• Set task: Copy the records starting at the line containing "Question: can you spot any arched" and ending at the line containing "[53, 71, 62, 92]", swapping "outline" for "mark" and leaving everything else unchanged.
— Begin Available records —
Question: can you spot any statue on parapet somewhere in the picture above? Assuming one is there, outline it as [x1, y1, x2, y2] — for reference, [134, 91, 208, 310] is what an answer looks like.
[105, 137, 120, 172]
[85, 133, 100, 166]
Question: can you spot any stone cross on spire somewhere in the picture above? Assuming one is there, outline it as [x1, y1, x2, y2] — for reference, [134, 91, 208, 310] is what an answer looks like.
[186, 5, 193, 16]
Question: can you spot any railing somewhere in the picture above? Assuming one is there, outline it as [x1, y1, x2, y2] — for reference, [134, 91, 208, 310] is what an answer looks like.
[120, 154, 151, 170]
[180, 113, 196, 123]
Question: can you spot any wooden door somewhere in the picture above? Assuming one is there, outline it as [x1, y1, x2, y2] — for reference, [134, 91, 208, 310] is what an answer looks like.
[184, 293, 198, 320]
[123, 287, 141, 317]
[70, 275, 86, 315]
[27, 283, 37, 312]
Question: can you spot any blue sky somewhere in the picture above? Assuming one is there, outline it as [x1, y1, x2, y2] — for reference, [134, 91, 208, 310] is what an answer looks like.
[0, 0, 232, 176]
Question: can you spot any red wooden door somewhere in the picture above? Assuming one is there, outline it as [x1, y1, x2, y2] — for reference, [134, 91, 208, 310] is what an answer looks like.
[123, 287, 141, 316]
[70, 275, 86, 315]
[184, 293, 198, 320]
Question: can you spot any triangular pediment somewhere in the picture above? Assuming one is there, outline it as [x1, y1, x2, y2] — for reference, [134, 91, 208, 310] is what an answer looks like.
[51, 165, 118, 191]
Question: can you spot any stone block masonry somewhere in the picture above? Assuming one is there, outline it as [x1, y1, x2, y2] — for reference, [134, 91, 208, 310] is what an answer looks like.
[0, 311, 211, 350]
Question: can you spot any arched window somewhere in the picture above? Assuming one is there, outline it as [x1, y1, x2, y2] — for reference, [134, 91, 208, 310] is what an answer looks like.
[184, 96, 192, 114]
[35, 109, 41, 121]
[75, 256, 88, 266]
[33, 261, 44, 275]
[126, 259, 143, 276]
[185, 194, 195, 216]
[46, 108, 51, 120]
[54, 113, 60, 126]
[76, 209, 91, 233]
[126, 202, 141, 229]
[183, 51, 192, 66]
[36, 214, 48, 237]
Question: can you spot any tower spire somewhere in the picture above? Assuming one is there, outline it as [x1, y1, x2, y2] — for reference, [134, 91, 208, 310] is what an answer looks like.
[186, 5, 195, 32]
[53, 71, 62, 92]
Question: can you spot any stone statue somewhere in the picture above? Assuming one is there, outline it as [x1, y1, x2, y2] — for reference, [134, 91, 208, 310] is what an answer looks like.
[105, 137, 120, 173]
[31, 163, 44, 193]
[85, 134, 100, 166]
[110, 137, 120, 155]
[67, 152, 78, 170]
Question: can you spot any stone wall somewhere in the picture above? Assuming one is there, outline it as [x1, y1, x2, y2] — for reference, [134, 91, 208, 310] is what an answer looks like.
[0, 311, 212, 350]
— End Available records —
— Begin Available records —
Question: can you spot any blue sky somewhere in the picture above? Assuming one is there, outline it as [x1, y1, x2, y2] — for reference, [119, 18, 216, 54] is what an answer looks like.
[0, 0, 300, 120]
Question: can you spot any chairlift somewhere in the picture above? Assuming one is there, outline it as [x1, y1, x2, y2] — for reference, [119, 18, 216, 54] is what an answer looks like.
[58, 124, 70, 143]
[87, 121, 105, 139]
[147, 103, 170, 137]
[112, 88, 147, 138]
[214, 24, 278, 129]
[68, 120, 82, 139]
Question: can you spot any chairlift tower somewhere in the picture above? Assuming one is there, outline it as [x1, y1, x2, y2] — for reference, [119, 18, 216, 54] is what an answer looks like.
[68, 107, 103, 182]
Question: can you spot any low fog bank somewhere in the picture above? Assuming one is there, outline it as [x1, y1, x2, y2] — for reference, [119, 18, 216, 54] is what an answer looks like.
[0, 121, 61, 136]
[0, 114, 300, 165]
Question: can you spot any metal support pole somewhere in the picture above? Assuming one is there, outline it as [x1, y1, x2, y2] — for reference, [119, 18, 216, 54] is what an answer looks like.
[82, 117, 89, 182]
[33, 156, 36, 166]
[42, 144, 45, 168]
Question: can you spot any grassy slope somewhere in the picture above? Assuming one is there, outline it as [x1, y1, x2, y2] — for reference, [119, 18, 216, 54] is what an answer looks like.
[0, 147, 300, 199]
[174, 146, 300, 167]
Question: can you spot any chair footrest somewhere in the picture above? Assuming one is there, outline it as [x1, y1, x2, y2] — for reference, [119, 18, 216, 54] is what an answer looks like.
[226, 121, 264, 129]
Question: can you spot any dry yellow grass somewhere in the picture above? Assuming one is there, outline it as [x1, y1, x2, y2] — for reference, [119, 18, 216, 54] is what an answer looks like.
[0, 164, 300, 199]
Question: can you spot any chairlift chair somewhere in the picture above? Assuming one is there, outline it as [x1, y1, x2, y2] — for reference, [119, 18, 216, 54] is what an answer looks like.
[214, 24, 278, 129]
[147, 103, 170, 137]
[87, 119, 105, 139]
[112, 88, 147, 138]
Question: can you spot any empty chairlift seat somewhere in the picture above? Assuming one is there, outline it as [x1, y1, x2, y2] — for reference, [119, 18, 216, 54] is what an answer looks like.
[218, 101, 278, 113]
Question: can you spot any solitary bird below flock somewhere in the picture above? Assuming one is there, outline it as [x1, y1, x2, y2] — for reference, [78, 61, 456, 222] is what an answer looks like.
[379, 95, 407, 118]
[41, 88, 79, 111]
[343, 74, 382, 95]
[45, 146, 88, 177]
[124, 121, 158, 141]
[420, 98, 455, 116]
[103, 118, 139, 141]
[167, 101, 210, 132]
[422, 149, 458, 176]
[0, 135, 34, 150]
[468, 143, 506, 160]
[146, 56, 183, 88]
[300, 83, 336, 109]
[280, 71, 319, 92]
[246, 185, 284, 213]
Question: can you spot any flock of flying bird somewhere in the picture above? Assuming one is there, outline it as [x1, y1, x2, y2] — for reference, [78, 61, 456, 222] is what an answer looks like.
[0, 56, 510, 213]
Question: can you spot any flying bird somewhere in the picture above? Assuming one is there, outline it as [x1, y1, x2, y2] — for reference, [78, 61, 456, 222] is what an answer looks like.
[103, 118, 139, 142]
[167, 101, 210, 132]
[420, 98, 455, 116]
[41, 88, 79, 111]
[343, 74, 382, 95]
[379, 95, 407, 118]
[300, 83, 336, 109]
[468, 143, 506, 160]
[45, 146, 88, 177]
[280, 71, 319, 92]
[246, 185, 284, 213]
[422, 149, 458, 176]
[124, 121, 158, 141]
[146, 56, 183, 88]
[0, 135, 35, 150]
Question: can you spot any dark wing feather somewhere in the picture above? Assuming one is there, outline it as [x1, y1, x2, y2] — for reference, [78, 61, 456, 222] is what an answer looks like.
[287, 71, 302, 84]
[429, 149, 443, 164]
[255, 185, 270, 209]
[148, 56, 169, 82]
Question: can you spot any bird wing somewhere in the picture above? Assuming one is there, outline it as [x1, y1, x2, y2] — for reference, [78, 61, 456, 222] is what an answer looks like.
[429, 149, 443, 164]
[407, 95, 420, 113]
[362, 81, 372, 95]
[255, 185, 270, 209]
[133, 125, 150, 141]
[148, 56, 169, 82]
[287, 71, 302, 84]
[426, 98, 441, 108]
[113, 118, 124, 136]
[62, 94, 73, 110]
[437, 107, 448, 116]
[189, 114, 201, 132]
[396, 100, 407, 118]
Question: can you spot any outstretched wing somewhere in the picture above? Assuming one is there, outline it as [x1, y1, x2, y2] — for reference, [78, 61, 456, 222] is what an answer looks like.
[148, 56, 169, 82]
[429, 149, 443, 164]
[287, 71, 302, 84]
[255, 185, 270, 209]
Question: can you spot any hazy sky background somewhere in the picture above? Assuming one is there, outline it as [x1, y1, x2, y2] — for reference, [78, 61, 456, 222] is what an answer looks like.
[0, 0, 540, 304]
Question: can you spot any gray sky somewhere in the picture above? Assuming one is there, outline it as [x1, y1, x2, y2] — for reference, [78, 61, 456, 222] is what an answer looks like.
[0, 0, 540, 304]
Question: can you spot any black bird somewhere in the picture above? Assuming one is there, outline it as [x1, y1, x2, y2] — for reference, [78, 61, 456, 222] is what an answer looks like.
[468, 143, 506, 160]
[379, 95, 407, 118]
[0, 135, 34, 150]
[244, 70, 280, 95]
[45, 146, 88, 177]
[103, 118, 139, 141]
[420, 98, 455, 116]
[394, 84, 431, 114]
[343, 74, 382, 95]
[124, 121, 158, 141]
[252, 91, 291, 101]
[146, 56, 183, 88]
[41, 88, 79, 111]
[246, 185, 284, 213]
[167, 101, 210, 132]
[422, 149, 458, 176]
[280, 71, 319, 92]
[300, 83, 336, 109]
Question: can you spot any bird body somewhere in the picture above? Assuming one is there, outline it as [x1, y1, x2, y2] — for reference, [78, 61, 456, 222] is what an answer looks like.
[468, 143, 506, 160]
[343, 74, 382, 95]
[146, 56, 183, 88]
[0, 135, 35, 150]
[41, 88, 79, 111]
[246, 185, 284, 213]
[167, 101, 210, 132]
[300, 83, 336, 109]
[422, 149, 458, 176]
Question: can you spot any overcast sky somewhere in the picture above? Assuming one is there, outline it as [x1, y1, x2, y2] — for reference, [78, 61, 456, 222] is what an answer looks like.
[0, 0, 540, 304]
— End Available records —
— Begin Available records —
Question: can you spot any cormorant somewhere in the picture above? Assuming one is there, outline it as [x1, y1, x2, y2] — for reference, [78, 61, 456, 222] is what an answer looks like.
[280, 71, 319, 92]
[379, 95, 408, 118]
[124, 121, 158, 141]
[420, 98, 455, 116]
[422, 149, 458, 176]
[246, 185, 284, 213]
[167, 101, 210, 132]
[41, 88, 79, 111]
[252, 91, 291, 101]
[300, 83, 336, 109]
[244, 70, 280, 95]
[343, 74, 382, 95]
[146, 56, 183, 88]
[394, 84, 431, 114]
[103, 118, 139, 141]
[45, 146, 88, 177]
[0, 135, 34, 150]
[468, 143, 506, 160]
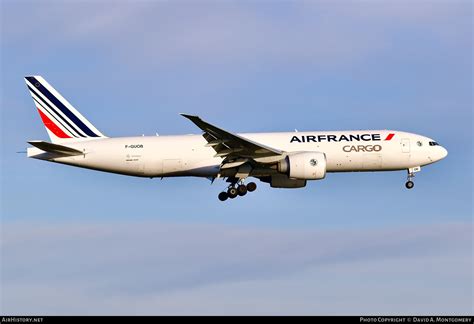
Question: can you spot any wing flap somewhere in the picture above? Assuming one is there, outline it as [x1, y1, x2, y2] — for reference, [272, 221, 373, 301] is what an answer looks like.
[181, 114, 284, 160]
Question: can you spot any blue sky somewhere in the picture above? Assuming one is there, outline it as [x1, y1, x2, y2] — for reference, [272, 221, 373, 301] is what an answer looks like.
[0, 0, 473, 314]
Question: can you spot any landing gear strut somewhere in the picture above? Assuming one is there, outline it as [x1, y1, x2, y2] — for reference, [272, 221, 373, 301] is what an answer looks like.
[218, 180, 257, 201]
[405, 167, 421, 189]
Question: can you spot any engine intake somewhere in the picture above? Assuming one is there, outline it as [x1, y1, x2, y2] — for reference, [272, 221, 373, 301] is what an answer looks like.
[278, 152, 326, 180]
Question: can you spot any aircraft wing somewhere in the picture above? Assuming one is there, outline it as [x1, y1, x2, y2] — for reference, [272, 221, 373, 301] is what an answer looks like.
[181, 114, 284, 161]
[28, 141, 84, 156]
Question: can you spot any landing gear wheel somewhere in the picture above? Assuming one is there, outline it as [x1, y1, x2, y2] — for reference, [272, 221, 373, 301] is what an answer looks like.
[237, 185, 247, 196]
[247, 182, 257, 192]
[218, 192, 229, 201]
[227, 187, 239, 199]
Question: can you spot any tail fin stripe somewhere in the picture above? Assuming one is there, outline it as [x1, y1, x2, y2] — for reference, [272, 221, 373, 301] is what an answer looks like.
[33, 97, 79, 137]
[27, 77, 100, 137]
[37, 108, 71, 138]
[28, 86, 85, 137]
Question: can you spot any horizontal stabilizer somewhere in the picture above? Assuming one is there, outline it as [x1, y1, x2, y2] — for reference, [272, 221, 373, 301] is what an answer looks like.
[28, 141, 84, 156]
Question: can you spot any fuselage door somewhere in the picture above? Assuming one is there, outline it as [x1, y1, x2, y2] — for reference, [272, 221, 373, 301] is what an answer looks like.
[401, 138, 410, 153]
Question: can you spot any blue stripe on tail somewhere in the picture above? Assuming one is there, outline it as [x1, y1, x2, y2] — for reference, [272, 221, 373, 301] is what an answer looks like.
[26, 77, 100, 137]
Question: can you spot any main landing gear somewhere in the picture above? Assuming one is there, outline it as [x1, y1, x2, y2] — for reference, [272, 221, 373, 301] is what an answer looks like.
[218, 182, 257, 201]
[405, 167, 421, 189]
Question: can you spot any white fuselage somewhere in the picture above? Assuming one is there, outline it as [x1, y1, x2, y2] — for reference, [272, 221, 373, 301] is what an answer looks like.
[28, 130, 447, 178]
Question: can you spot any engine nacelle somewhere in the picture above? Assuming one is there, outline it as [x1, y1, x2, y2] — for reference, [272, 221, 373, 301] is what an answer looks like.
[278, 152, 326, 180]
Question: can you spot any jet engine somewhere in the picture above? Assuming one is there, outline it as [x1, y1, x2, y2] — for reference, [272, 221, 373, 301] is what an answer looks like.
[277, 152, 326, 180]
— End Available records —
• Result of the task:
Question: can you spot any arched window somewhere in the picture above? Assuming one is there, mark it as [x1, y1, x2, y2] — for reference, [134, 91, 208, 310] is what an answer looks like.
[184, 96, 192, 114]
[35, 109, 41, 121]
[75, 256, 88, 266]
[33, 261, 44, 275]
[126, 259, 143, 276]
[185, 194, 195, 216]
[46, 108, 51, 120]
[54, 113, 60, 126]
[76, 209, 91, 233]
[126, 202, 141, 229]
[183, 51, 192, 66]
[36, 214, 48, 237]
Question: can you spot any tower spire somewhere in the picture above? Assuming one is there, mark it as [x1, y1, x2, y2] — for reference, [134, 91, 208, 310] is what an answer looks like.
[186, 5, 195, 32]
[53, 71, 62, 92]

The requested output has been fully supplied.